[課題 1]
読解文の「症状は網膜出血の程度により、症状のないものから」で始まり「緑内障を防ぐためレーザー網膜光凝固を行います。」までの部分を、「レーザー網膜光凝固」を「網膜光凝固術」に変えて書き直しなさい。
[課題 2]
読解文について、次の問いに答えなさい。
(a) 網膜静脈分枝閉塞症では、何歳以上が半数を占めるか。
(b) 網膜静脈分枝閉塞症をおこりやすくするものとして、何が挙げられているか。
(c) 網膜中心静脈は、どこの中を通って網膜に出ているか。
[課題 3]
次の各文が読解文の内容と合うかどうかを、はい・いいえで答えなさい。判断の根拠となる読解文の語句もそのまま引用すること。
(a) 網膜静脈分枝閉塞症は、網膜の動静脈が交叉するところで静脈が閉塞しておこる。
(b) 網膜に新生血管が生えたときには、レーザー網膜光凝固は行わない。
(c) 結膜下のテノンのう下腔にステロイドを注射する治療がある。

[読解文]

信頼の医療 癒しの空間
  網膜疾患2    Dr.浜本による眼の病気のお話

          網膜静脈分枝閉塞症


  
網膜の動静脈が交叉するところで静脈が閉塞するため
おこります。
年齢的には65歳以上が半数を占めます。
症状は網膜出血の程度により、症状のないものから
目のかすみがおこるものまであります。動脈硬化、高血
圧、糖尿病があるとおこりやすくなります。
治療は、黄斑部に水がたまって(黄斑浮腫)視力低下が
続くときはレーザー網膜光凝固を行います。網膜の虚血
により網膜に新生血管が生えたときにも、硝子体出血、
緑内障を防ぐためレーザー網膜光凝固を行います。
他に結膜下にあるテノンのう下腔にステロイド注射
する治療、硝子体手術などがあります。
 
    網膜の上側に網膜出血を認めます 


          網膜中心静脈閉塞症

   視神経乳頭の中を通り網膜に出ている網膜中心
静脈が閉塞することにより、網膜出血や網膜静脈
の拡張、蛇行を認める疾患です。

[抽出データ]
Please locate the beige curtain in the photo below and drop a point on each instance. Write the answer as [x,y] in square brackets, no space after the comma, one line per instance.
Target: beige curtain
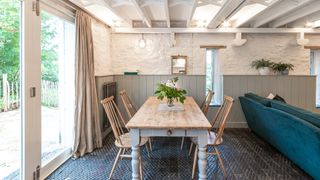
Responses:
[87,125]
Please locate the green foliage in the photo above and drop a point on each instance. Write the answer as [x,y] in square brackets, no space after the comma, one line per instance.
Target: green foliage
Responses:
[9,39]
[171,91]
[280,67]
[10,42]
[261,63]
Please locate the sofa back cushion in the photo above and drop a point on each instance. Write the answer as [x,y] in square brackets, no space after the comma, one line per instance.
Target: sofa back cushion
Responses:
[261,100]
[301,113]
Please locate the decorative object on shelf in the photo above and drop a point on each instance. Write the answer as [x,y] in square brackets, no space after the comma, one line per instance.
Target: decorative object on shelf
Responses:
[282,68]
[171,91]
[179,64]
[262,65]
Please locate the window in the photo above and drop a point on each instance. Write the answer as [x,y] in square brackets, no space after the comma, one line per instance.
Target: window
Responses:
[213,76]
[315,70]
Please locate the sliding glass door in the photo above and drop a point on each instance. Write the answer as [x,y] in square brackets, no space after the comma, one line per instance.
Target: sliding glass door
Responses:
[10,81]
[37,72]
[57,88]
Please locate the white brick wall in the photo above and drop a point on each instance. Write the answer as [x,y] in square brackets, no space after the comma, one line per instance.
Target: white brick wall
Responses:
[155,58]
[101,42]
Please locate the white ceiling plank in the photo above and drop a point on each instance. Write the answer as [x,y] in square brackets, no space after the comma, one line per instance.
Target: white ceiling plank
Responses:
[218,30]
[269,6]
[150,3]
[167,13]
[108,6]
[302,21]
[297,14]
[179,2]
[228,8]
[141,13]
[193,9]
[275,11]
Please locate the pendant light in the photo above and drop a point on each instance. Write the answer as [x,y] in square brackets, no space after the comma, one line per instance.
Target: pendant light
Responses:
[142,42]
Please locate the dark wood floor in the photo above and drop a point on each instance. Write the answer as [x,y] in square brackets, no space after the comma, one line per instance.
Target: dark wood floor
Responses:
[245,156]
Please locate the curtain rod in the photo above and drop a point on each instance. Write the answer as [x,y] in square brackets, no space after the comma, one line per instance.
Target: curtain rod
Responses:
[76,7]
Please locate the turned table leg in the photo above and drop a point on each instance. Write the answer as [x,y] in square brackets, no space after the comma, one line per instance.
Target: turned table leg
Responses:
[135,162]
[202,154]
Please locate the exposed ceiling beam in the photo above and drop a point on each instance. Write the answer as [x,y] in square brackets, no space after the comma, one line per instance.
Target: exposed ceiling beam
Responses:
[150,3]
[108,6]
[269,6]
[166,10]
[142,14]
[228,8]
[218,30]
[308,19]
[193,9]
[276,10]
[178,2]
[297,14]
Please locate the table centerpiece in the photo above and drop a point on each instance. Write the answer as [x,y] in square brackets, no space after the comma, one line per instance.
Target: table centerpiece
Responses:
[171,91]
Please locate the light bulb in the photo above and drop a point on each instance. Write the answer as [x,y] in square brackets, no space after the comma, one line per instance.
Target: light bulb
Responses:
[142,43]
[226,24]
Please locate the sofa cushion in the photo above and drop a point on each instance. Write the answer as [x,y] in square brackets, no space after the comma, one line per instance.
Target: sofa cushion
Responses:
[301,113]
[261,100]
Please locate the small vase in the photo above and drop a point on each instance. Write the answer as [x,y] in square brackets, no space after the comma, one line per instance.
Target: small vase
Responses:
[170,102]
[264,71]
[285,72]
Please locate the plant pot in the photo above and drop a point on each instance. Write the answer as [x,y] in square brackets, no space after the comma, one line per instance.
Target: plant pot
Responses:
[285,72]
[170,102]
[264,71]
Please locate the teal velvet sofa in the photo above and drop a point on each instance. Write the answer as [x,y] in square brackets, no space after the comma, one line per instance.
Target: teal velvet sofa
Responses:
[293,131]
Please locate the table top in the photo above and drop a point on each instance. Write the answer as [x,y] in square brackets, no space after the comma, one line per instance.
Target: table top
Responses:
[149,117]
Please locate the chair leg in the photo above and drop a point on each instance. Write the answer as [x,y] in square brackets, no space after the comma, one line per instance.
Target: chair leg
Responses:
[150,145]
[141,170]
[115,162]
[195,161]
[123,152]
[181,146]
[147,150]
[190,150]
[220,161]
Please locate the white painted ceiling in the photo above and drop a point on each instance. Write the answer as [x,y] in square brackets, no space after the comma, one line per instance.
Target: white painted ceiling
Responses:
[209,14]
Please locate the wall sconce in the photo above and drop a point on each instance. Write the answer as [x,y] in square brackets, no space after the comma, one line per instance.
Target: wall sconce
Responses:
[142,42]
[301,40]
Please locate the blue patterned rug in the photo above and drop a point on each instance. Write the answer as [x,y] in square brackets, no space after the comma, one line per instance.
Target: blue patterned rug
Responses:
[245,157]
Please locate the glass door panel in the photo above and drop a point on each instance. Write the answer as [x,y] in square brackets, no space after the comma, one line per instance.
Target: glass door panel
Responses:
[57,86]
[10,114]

[解答 1]
症状は網膜出血の程度により、症状のないものから
目のかすみがおこるものまであります。動脈硬化、高血
圧、糖尿病があるとおこりやすくなります。
治療は、黄斑部に水がたまって(黄斑浮腫)視力低下が
続くときは網膜光凝固術を行います。網膜の虚血
により網膜に新生血管が生えたときにも、硝子体出血、
緑内障を防ぐため網膜光凝固術を行います。

[解答 2]
(a) 65歳以上
(b) 動脈硬化、高血圧、糖尿病
(c) 視神経乳頭の中

[解答 3]
(a) はい。「網膜の動静脈が交叉するところで静脈が閉塞するため」
(b) いいえ。「緑内障を防ぐためレーザー網膜光凝固を行います。」
(c) はい。「結膜下にあるテノンのう下腔にステロイド注射」